══ Records supplied

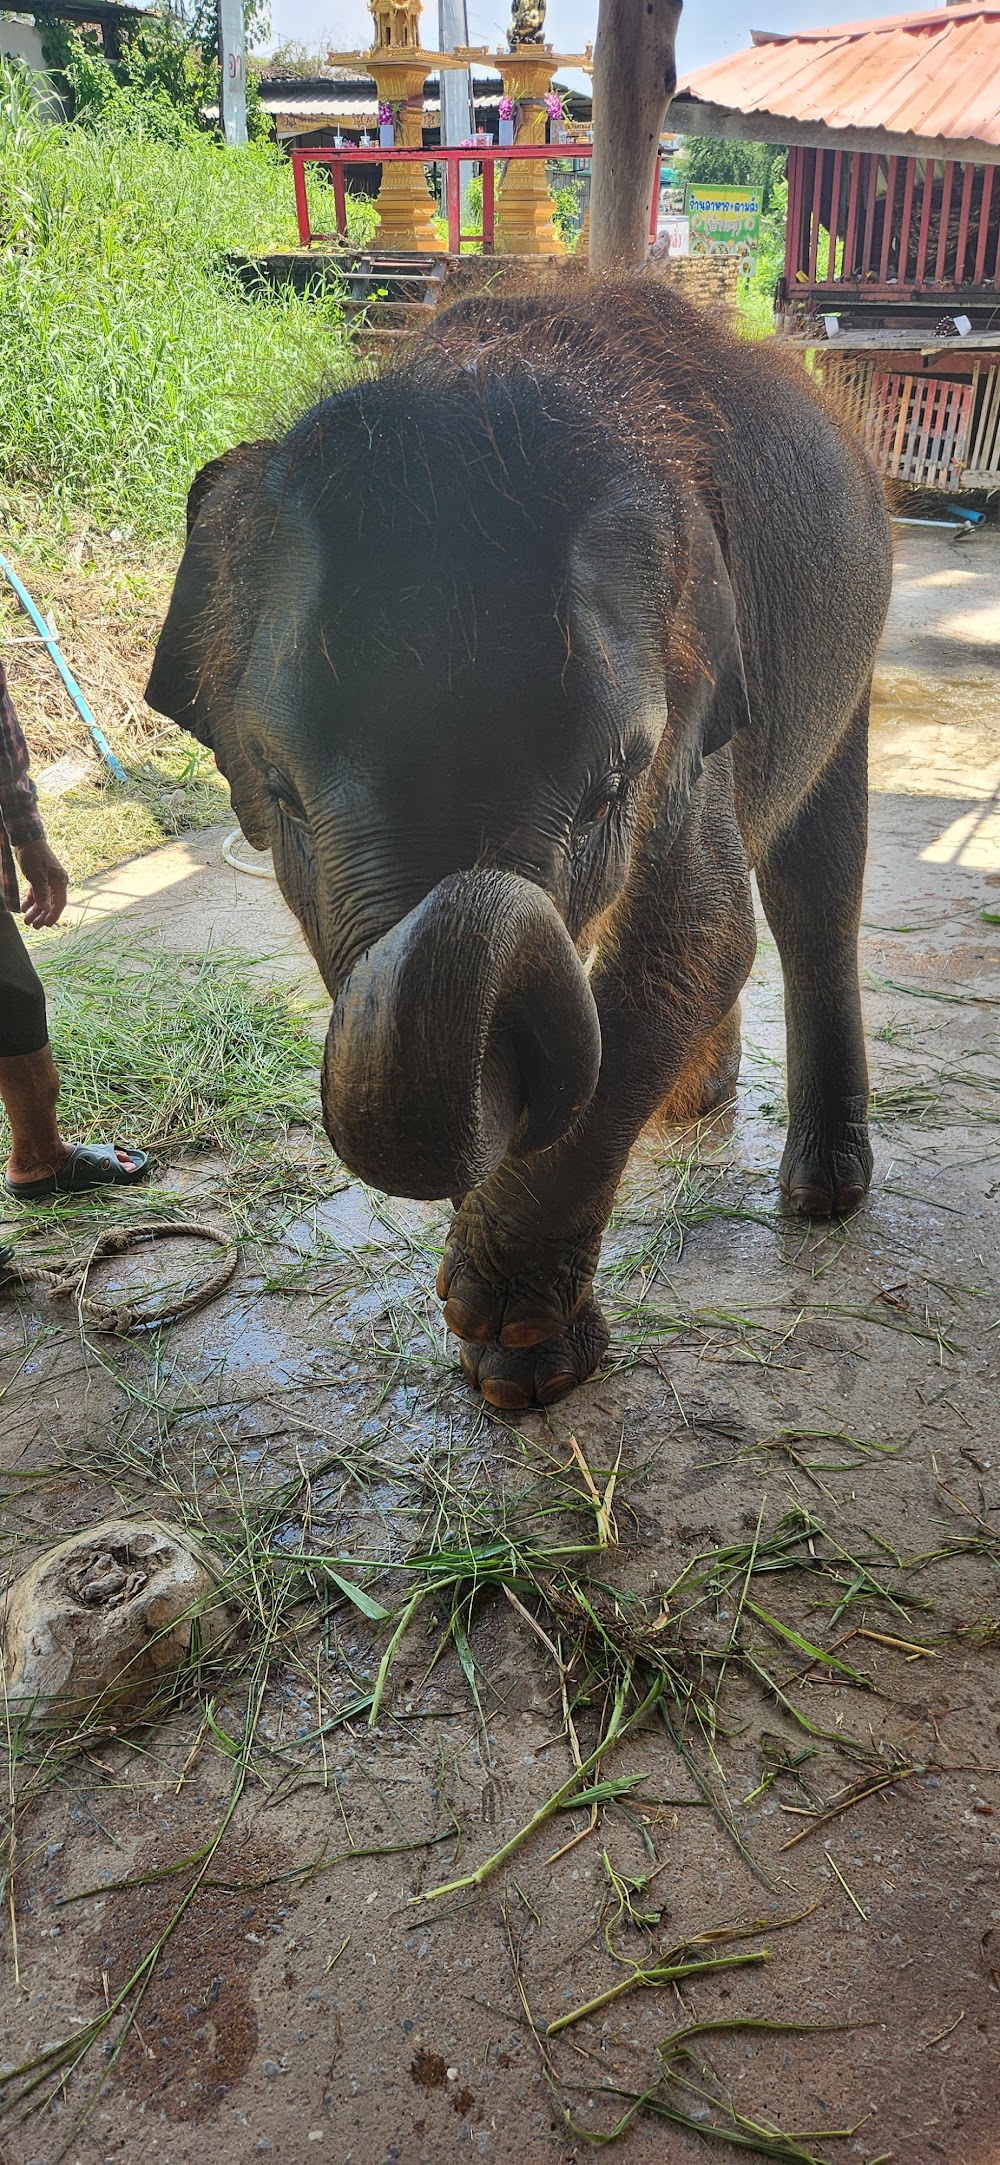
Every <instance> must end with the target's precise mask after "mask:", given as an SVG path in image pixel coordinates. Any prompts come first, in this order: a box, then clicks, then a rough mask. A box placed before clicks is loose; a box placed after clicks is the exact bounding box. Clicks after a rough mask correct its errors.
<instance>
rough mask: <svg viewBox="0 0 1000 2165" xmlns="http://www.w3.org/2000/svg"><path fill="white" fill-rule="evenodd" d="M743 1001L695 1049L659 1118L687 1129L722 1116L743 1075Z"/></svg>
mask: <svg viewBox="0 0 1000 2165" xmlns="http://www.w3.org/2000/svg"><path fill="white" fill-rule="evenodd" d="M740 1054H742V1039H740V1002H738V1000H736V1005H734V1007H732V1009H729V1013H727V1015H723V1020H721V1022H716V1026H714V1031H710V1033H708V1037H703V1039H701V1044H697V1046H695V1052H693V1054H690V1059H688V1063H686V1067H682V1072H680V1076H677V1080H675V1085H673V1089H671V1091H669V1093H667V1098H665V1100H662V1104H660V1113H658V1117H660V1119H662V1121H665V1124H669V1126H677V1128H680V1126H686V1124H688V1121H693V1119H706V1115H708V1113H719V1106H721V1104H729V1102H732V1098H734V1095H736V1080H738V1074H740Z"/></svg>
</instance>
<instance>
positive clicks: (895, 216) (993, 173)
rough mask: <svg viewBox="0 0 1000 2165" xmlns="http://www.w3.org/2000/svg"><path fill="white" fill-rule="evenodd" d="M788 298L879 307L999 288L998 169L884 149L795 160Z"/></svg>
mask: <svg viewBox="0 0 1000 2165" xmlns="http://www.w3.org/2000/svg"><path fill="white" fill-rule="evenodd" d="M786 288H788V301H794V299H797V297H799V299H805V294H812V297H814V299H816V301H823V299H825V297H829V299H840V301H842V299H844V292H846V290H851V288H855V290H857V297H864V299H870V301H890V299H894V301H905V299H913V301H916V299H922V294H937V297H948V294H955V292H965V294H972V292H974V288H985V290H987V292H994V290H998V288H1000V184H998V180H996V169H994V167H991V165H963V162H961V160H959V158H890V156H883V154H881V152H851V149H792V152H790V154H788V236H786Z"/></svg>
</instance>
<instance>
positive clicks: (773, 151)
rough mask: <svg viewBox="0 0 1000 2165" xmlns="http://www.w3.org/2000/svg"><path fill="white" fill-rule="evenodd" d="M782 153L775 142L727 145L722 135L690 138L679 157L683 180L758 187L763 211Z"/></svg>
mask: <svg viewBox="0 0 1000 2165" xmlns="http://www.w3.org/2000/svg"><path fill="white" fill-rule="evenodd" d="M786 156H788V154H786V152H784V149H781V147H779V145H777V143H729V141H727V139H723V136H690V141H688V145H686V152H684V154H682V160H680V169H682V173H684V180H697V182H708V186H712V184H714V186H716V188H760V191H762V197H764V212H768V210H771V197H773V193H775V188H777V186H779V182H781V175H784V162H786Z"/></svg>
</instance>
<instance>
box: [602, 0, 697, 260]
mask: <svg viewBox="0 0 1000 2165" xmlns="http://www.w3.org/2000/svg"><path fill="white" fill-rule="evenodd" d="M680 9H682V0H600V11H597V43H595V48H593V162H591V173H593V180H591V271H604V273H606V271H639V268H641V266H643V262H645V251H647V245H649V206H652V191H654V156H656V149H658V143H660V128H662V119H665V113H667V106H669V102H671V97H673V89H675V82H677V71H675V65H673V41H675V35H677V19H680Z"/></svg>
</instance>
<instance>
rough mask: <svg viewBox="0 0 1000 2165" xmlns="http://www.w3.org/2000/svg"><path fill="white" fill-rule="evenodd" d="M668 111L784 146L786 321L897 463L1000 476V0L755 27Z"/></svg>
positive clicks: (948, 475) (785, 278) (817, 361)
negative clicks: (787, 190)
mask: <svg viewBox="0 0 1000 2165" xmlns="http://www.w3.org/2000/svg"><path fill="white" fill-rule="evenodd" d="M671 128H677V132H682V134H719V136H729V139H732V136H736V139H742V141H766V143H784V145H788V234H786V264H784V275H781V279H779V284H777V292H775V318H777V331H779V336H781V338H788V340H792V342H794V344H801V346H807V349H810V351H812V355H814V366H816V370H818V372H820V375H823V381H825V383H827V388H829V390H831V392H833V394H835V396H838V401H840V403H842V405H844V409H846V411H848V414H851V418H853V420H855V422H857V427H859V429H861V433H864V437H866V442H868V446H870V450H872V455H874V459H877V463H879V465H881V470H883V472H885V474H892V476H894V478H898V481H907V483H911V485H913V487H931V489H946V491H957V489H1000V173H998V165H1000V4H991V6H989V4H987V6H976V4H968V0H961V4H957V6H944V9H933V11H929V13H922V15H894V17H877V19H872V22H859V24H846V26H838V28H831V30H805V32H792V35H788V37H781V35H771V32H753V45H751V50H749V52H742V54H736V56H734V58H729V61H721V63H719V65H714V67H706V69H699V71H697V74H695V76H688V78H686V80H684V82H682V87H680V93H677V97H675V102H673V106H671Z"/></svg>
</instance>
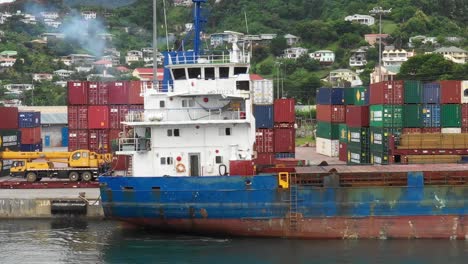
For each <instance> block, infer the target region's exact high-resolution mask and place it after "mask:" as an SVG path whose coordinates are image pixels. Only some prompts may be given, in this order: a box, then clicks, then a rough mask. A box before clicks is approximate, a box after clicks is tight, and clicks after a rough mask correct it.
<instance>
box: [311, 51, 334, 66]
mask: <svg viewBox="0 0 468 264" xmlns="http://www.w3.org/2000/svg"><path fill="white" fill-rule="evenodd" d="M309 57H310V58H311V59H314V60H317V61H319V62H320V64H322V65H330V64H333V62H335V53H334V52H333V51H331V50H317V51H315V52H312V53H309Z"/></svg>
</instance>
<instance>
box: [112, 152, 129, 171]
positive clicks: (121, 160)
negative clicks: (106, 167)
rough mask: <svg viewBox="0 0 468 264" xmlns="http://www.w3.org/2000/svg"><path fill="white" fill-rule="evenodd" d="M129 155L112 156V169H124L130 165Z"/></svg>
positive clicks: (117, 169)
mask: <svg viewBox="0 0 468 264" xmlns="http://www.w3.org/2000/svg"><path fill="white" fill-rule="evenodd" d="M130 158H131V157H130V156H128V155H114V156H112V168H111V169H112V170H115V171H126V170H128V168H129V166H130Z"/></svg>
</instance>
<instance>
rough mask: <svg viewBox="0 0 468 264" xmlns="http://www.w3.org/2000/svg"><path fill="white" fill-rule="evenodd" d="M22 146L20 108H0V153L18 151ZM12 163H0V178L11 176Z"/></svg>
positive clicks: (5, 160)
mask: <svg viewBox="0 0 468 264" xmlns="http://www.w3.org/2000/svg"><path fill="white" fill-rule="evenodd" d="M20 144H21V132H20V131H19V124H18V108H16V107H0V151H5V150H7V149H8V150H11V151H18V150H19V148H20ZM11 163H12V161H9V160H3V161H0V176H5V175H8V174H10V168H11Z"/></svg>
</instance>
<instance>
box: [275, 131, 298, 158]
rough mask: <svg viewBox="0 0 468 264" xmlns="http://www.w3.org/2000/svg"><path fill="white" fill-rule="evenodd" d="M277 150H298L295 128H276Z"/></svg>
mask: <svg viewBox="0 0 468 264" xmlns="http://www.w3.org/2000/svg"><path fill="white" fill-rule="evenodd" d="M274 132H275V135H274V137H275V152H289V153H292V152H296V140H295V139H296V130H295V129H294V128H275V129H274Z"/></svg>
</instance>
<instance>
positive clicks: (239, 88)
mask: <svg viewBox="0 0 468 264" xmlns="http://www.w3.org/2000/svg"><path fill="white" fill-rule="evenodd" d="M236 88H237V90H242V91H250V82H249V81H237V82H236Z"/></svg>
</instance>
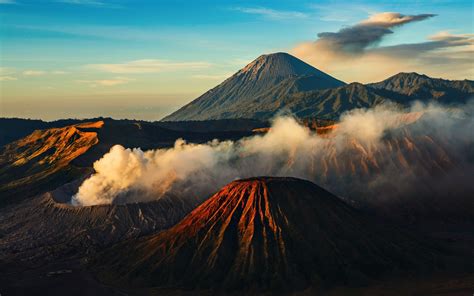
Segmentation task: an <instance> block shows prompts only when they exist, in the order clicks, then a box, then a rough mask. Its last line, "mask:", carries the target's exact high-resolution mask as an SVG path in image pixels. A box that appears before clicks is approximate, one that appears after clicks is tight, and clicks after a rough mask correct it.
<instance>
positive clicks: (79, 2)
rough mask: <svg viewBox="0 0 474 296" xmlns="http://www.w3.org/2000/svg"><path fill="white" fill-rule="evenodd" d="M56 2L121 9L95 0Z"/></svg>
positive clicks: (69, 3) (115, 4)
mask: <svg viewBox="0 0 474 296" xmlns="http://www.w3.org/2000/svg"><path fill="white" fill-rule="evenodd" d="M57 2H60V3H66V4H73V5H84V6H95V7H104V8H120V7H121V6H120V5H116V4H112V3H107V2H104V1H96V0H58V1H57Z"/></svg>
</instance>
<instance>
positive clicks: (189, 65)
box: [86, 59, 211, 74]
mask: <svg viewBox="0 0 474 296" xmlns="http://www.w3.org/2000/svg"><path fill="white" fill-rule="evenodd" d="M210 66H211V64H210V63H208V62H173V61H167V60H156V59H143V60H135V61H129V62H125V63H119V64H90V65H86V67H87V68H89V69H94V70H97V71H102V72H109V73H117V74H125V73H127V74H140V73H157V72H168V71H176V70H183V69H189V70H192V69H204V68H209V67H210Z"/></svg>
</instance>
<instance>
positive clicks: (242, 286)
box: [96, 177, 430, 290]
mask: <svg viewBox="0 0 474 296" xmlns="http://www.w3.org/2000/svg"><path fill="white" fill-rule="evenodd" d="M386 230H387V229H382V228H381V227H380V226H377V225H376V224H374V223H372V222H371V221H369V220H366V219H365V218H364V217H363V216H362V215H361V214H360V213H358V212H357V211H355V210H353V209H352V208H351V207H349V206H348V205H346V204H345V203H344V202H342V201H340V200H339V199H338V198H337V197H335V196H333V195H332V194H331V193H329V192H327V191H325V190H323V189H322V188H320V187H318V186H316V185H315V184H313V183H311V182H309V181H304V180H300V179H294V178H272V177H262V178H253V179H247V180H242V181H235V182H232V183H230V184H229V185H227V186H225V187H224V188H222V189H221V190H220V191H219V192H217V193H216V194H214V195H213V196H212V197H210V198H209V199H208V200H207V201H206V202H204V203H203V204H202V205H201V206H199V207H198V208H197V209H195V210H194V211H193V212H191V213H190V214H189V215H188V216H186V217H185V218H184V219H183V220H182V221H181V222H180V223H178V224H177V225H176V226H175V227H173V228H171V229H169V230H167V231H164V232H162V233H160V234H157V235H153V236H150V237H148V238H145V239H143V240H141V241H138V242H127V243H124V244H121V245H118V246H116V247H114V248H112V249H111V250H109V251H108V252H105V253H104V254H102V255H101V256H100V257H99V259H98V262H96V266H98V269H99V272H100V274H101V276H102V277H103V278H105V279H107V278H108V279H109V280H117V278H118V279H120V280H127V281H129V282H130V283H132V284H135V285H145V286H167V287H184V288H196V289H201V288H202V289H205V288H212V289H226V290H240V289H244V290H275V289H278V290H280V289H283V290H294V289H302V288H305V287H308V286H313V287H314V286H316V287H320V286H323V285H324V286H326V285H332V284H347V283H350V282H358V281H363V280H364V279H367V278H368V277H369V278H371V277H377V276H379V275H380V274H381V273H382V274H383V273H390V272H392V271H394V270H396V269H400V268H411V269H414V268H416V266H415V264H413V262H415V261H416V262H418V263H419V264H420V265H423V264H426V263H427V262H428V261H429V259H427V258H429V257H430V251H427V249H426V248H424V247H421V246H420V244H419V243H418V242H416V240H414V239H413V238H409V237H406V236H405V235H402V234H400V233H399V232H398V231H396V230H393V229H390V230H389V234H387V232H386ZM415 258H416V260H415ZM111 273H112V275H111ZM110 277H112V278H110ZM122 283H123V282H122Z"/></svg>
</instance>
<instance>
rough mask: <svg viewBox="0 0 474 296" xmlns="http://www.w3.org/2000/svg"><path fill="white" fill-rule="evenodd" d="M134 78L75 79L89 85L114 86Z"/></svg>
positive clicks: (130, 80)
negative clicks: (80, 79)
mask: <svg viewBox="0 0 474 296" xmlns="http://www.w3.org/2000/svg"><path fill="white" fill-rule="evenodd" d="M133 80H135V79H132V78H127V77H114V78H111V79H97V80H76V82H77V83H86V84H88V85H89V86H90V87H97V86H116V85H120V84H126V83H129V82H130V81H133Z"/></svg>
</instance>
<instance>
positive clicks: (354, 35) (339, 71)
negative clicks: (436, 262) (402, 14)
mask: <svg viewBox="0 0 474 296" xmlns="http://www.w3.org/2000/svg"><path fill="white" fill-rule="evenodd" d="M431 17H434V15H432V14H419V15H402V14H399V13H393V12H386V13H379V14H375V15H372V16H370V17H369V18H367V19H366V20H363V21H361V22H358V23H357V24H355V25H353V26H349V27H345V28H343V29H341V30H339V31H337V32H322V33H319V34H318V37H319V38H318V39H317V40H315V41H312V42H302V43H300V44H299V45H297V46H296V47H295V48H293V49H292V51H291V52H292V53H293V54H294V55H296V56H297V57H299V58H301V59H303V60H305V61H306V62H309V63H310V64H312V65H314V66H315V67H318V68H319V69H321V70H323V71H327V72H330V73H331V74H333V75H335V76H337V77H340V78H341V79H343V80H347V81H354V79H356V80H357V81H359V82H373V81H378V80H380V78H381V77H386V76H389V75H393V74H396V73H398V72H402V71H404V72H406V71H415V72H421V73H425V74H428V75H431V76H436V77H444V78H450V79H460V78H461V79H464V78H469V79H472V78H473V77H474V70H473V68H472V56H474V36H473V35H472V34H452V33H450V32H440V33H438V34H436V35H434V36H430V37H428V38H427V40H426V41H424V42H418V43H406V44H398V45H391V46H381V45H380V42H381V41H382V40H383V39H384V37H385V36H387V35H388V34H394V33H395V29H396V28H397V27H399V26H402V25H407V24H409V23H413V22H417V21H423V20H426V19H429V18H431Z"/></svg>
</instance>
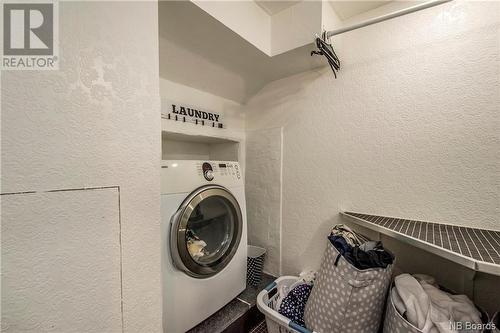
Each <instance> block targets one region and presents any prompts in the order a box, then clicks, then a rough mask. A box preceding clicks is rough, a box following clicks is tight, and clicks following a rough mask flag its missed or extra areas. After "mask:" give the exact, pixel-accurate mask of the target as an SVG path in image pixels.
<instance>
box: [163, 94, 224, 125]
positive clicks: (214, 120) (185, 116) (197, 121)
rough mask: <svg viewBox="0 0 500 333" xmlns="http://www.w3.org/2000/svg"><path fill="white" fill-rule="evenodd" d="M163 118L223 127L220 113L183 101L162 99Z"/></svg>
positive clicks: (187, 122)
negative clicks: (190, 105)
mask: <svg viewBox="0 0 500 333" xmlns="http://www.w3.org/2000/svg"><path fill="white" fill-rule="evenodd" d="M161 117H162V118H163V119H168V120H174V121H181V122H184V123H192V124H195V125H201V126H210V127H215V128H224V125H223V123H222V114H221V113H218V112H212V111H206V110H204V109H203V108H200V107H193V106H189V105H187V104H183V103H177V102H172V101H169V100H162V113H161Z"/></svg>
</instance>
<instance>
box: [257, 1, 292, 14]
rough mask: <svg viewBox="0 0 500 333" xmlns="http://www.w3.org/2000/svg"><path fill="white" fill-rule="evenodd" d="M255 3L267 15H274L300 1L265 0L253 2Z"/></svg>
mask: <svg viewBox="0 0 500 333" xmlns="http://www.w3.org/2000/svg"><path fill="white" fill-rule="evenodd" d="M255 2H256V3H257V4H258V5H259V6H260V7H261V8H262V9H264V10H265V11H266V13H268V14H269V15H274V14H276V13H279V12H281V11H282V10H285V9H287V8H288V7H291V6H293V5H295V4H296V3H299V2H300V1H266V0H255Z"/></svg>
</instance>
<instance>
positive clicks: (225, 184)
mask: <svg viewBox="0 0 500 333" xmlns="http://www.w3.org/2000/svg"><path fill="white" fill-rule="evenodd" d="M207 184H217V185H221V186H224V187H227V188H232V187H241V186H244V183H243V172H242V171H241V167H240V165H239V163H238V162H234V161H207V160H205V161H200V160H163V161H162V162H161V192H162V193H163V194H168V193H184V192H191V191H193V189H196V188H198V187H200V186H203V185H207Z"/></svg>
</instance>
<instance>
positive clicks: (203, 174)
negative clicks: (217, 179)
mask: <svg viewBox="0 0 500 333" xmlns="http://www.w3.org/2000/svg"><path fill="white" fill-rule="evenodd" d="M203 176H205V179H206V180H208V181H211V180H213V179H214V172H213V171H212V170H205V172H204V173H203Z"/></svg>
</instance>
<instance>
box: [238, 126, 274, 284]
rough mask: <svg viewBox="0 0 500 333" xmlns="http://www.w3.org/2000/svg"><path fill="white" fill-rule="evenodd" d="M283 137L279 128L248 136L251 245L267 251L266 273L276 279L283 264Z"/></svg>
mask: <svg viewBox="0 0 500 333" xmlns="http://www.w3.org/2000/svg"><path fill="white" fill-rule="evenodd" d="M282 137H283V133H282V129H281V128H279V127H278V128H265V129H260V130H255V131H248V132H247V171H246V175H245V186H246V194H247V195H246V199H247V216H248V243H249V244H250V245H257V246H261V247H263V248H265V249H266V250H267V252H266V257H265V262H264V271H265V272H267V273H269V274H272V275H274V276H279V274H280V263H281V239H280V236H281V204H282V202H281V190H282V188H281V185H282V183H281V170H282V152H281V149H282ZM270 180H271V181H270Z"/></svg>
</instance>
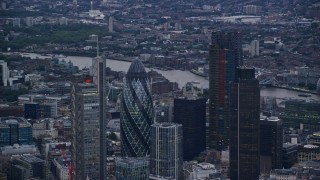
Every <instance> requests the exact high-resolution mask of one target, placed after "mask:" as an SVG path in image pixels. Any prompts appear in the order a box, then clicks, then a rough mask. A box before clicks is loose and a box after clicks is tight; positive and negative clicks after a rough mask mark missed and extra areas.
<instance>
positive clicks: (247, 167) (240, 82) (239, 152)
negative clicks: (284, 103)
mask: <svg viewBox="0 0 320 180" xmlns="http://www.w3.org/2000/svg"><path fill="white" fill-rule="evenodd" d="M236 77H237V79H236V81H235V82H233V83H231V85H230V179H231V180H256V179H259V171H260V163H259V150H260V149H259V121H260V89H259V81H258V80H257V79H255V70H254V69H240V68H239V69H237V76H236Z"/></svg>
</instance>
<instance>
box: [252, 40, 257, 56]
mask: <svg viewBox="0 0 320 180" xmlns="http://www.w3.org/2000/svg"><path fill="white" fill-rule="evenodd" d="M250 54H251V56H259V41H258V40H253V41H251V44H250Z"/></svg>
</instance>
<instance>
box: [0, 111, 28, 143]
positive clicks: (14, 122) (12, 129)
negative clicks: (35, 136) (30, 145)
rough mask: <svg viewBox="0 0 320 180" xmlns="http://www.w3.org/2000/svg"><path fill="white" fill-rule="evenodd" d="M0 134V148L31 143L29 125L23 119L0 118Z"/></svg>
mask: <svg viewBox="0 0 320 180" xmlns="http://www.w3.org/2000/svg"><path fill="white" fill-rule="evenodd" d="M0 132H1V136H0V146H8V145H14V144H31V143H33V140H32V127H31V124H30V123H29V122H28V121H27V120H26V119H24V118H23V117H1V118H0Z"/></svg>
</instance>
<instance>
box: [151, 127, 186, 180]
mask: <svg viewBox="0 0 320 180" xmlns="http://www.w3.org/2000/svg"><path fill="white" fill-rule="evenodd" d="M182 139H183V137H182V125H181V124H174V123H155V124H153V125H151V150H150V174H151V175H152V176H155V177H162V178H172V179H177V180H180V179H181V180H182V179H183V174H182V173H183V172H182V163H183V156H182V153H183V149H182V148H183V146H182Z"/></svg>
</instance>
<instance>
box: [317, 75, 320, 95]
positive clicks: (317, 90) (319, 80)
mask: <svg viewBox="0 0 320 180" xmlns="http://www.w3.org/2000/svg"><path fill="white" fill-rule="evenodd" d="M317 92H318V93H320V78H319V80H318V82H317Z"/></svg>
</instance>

════

▶ Task directions: Across the data above, how many lines include the word "Every"? Give only the count.

▶ Task output: 2